## Action item
I would like you to return all of the records exactly as they stand.

## Given records

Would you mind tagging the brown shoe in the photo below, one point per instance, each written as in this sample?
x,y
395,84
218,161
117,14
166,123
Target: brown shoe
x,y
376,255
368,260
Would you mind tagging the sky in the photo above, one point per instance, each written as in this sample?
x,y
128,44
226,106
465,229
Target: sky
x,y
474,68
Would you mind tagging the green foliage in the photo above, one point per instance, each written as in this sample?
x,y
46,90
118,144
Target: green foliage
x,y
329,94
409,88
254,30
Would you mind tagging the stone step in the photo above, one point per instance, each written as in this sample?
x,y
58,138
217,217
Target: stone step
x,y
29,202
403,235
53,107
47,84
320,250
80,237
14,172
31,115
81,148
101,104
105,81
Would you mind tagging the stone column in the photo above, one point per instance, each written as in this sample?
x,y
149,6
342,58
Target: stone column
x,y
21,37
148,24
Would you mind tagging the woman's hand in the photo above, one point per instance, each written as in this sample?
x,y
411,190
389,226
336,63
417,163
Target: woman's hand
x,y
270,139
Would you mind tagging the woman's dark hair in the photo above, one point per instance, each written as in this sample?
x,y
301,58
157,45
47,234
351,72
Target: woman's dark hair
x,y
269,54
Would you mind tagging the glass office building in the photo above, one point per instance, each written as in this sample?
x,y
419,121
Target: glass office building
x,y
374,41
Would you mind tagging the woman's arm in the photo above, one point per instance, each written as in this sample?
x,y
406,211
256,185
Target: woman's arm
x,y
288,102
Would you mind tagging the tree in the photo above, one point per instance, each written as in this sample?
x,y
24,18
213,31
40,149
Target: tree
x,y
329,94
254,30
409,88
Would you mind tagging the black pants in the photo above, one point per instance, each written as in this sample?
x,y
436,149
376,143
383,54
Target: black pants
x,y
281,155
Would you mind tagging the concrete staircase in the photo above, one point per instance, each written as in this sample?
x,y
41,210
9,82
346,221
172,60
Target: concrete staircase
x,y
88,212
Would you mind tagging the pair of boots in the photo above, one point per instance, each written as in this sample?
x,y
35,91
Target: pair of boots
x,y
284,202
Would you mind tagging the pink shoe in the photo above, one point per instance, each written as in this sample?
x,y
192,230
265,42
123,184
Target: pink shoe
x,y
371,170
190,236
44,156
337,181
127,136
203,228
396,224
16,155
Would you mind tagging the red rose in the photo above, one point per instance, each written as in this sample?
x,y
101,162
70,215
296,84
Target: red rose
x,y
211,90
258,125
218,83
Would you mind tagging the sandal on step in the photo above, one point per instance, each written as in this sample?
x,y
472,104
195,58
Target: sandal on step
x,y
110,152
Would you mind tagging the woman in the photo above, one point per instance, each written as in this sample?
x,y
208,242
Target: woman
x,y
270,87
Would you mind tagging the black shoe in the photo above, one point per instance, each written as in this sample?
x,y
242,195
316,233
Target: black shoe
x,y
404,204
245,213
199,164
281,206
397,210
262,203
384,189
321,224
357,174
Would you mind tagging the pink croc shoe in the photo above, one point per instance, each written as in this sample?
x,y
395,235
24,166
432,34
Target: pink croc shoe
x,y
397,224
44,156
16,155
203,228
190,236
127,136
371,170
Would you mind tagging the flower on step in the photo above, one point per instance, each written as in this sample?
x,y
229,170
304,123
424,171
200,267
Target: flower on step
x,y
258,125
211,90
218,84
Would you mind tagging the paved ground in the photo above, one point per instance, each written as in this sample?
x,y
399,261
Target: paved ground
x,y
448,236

## Answer for the task
Would you mind tagging the brown shoe in the photo below, one point per instance, each written as in this sample?
x,y
395,84
218,161
117,14
166,123
Target: brown shoe
x,y
376,255
368,260
Would you mind tagging the sky in the photo above, one point per instance, each written as in this sample?
x,y
128,44
226,106
465,229
Target: sky
x,y
474,68
Would you mind tagging the green foliage in the photo above, one point per instance, each written as in this sample?
x,y
46,90
118,144
Target: green foliage
x,y
329,94
409,88
254,30
Would you mind tagging the stone step in the photo above, one point per instance, each written as in this sample?
x,y
58,138
217,217
Target: stone step
x,y
29,202
403,235
53,107
47,84
320,250
80,237
14,172
31,115
81,148
101,104
105,81
Would you mind tagging the stone column in the photo above, one point per instance, each written as in this sample?
x,y
149,6
342,58
Target: stone column
x,y
21,37
148,24
Would you mind tagging the woman's hand in the photo above, one point per instance, each written as in this sample?
x,y
411,190
389,226
336,63
417,163
Target: woman's hand
x,y
270,139
Would you mind tagging the woman's dark hair in the photo above, one point per instance, each written as in this sample?
x,y
301,58
157,45
47,234
351,72
Target: woman's dark hair
x,y
269,54
Would you mind tagging the glass office building in the photo above, one point per instance, each written as in this sample?
x,y
419,121
Target: glass office building
x,y
374,41
Would you mind tagging the woman's arm in the photo above, one point per instance, each written as in this sample?
x,y
406,211
256,185
Target: woman's arm
x,y
288,102
Would you mind tagging the tree in the photo above, one point per instance, each written as in this sample?
x,y
24,18
213,31
40,149
Target: tree
x,y
329,94
254,30
409,88
Would you mind tagging the black pants in the photo above, one point per instance, each written as in this sample?
x,y
436,149
376,143
383,54
Target: black pants
x,y
281,155
Would you mind tagging the concrete staircase in the photo above, one point per instance, each written as in this sample?
x,y
41,210
9,82
346,221
172,60
Target: concrete staircase
x,y
88,212
Would you mind tagging the pair of boots in the photo above, one point per instance, each written as in this sample?
x,y
35,91
Target: pair of boots
x,y
284,202
Would you mind tagging the pink shoe in the photo above, one point per instance, each written as in this sample?
x,y
192,230
265,42
123,184
Target: pink shoe
x,y
371,170
190,236
44,156
337,181
127,136
203,228
396,224
16,155
Would you mind tagging the red rose in the photo above, one point per instance, each written as in this sample?
x,y
101,162
70,215
296,84
Target: red rose
x,y
211,90
258,125
218,83
Would you mind tagging the sandal on step in the photo above, one point per instance, each written as in this sample?
x,y
472,104
195,58
Target: sandal on step
x,y
110,152
Would you mind tagging the woman in the photo above, one point per instance, each written as in this sample?
x,y
208,242
Target: woman
x,y
270,87
Would you mind tagging the black shoe in the photo above, one point per instance, each written as in this sample?
x,y
242,195
316,233
Target: black shoe
x,y
404,204
245,213
199,164
281,206
397,210
262,203
384,189
321,224
357,174
Would you mind tagging the pink croc shoe in the photo above, one point per instance, each written as in this sample?
x,y
395,235
24,166
432,34
Target: pink croc shoe
x,y
397,224
44,156
16,155
203,228
190,236
127,136
371,170
Would you mind tagging the flower on step in the photo above, one point per instance, each written as in this sample?
x,y
229,170
304,123
424,171
200,267
Target: flower on step
x,y
258,125
211,90
218,84
Would you mind tagging the paved ground in the photo above, one point per instance, each written as in this sample?
x,y
399,261
Target: paved ground
x,y
448,236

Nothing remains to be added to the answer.